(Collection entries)
--- Start ---

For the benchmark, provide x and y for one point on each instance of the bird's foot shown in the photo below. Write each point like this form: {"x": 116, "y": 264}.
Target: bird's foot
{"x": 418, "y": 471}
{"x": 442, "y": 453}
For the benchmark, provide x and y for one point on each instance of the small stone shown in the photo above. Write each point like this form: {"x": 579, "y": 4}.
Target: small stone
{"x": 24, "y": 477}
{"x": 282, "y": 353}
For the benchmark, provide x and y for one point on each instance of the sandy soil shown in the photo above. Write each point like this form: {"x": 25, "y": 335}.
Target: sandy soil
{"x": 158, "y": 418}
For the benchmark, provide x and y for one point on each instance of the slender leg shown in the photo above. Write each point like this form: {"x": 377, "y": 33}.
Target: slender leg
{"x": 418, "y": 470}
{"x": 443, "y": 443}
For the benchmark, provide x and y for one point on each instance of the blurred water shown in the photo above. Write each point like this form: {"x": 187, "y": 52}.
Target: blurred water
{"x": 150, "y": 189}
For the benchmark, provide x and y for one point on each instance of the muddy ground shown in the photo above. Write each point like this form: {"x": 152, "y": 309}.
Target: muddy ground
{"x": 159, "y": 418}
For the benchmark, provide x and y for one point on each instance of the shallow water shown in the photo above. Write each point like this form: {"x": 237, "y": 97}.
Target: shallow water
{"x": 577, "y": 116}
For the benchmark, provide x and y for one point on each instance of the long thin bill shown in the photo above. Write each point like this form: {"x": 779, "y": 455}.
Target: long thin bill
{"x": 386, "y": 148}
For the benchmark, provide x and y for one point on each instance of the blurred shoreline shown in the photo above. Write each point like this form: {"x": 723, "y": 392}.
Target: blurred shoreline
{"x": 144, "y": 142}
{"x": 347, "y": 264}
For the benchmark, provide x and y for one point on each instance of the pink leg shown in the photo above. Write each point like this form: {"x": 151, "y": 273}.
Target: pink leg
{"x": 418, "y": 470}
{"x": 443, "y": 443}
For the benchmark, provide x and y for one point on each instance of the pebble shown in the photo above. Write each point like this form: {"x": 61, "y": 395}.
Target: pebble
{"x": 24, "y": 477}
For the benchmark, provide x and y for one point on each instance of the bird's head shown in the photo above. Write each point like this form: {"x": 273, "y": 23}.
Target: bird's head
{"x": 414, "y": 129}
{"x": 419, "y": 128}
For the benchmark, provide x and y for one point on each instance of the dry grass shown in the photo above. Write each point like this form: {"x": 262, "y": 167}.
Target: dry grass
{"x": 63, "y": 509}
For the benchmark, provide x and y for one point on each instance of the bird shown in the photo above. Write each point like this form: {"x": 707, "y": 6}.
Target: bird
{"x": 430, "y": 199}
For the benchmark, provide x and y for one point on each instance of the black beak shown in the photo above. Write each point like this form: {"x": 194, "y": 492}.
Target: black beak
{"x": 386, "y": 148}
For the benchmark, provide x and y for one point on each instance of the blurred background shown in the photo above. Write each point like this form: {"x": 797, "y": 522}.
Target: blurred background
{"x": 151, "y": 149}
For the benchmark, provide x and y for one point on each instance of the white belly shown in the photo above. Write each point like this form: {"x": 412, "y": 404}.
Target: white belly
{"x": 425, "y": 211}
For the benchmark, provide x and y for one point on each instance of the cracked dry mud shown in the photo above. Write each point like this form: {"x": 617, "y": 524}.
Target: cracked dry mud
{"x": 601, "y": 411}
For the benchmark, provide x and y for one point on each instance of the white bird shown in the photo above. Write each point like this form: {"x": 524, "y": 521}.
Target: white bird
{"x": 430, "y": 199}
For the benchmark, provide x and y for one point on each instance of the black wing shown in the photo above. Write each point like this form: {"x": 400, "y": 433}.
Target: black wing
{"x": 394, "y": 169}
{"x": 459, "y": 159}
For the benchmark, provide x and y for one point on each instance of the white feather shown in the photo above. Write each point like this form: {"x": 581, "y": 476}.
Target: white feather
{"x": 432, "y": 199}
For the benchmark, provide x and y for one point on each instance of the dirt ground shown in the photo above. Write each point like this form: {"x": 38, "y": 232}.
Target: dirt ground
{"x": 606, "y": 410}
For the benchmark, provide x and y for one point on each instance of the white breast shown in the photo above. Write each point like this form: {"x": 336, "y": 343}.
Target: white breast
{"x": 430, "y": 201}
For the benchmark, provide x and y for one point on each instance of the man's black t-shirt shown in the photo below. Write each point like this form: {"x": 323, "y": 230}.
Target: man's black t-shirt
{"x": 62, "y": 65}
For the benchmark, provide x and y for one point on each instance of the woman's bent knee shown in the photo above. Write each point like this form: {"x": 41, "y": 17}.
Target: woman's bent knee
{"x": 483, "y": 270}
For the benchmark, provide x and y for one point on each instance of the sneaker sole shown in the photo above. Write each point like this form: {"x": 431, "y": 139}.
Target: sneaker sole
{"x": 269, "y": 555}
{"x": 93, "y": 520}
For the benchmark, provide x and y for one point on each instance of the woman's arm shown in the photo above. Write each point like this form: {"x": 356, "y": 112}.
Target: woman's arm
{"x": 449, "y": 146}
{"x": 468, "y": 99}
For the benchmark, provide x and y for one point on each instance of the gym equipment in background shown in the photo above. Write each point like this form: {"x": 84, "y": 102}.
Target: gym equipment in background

--- End ---

Reproduce the entire listing above verbatim, line for line, from its first line to its last.

For the benchmark, provide x and y for one point on each instance of the bird's foot shown in the photo below. Write each point like this form: {"x": 116, "y": 264}.
Target: bird's foot
{"x": 418, "y": 471}
{"x": 442, "y": 453}
For the benchmark, provide x and y for one point on each instance of the small stone shown in the photo above. Write each point like this form: {"x": 579, "y": 4}.
Target: small stone
{"x": 24, "y": 477}
{"x": 282, "y": 353}
For the benchmark, provide x and y for one point on each instance of the sandy soil shown in the photo above. Write each point like this form: {"x": 25, "y": 335}.
Target: sandy soil
{"x": 158, "y": 418}
For the benchmark, provide x and y for one point on each instance of the slender leg shown in the photo above. Write each point like this form: {"x": 377, "y": 33}.
Target: slender leg
{"x": 418, "y": 470}
{"x": 443, "y": 443}
For the benchmark, provide x and y for one point on each instance of the blurred water shown in the photo above. Write each point like this form: {"x": 187, "y": 52}.
Target: blurred water
{"x": 150, "y": 189}
For the benchmark, provide x and y for one point on each instance of the muddy ground shown in the photo above. Write each point like this form: {"x": 152, "y": 309}.
Target: muddy ground
{"x": 159, "y": 418}
For the benchmark, provide x and y for one point on each instance of the shallow water shown in the photo above. Write each point like this form: {"x": 237, "y": 97}.
Target: shallow water
{"x": 577, "y": 116}
For the benchmark, provide x and y for one point on each instance of the long thin bill shown in the photo above. Write each point like this form: {"x": 779, "y": 455}.
Target: long thin bill
{"x": 386, "y": 148}
For the benchmark, provide x and y for one point on each instance of the blurred shoreline shown in the photo above. Write each point like this form: {"x": 723, "y": 392}.
Target: blurred shoreline
{"x": 144, "y": 142}
{"x": 347, "y": 264}
For the benchmark, provide x and y for one point on each instance of the pink leg shown in the photo above. Write each point like this form: {"x": 151, "y": 273}.
Target: pink leg
{"x": 418, "y": 470}
{"x": 443, "y": 443}
For the benchmark, provide x and y for one point on each instance of the pebble shown in the photo above. Write each point like this form: {"x": 61, "y": 395}.
Target: pebble
{"x": 24, "y": 477}
For the benchmark, provide x and y for one point on each instance of the bird's head shown in the photo above. Write each point like this form: {"x": 273, "y": 23}.
Target: bird's head
{"x": 414, "y": 129}
{"x": 419, "y": 128}
For the benchmark, provide x and y for one point on each instance of the dry grass shown in the photo above. Write each point like this form: {"x": 262, "y": 167}.
Target: dry grass
{"x": 63, "y": 509}
For the benchmark, provide x and y for one point on each instance of the bird shown in the photo above. Write each point like this form: {"x": 707, "y": 6}.
Target: bird
{"x": 430, "y": 199}
For the benchmark, provide x and y for one point on each instance of the black beak shown in the photo above. Write each point like this form: {"x": 194, "y": 492}.
Target: black beak
{"x": 386, "y": 148}
For the benchmark, provide x and y for one point on each instance of the blurred background shown in the photo above. Write each point like this form: {"x": 797, "y": 522}.
Target: blurred background
{"x": 151, "y": 149}
For the benchmark, provide x and y for one point on each instance of the white belly shown in the photo above. Write each point like this form: {"x": 412, "y": 404}.
Target: white belly
{"x": 425, "y": 211}
For the benchmark, provide x and y for one point on each instance of the cracked dry mud shown in the photo above. Write each point like this form: {"x": 617, "y": 524}.
Target: cracked dry mud
{"x": 601, "y": 411}
For the benchmark, provide x and y for one point on each instance of the white bird shown in the photo above. Write each point like this form: {"x": 524, "y": 521}.
Target: white bird
{"x": 430, "y": 199}
For the benchmark, provide x and y for one point on each instance of the black wing shown in the photo above. Write each point like this form: {"x": 400, "y": 433}.
Target: black wing
{"x": 394, "y": 169}
{"x": 459, "y": 159}
For the benchmark, provide x and y for one point on each instance of the white feather shown in the photo above. Write each point like this form: {"x": 581, "y": 476}.
Target: white feather
{"x": 432, "y": 199}
For the benchmark, provide x and y for one point on each instance of the dirt ground shown in the photo above. Write each point like this form: {"x": 38, "y": 232}.
Target: dirt ground
{"x": 606, "y": 410}
For the benchmark, provide x and y for one point on each instance of the white breast shown in the photo above. Write each point like this form: {"x": 336, "y": 343}.
Target: white breast
{"x": 430, "y": 201}
For the benchmark, provide x and y for one point on each instance of the man's black t-shirt shown in the photo below. Write each point like this form: {"x": 323, "y": 230}.
Target: man's black t-shirt
{"x": 62, "y": 65}
For the benchmark, provide x and y for one point on each instance of the woman's bent knee shown in the photo above. Write each point like this form: {"x": 41, "y": 17}.
Target: woman's bent knee
{"x": 483, "y": 270}
For the benchmark, provide x and y for one point on each instance of the sneaker sole shown in the photo above. Write each point like this form: {"x": 431, "y": 139}.
Target: sneaker sole
{"x": 269, "y": 555}
{"x": 93, "y": 520}
For the benchmark, provide x and y for one point on each instance of the woman's arm shown in the photo above. Write each point like this form: {"x": 356, "y": 112}.
Target: woman's arm
{"x": 449, "y": 146}
{"x": 468, "y": 99}
For the benchmark, provide x and y for one point on each instance of the gym equipment in background shown in the photo above. Write each point like this form: {"x": 84, "y": 102}.
Target: gym equipment in background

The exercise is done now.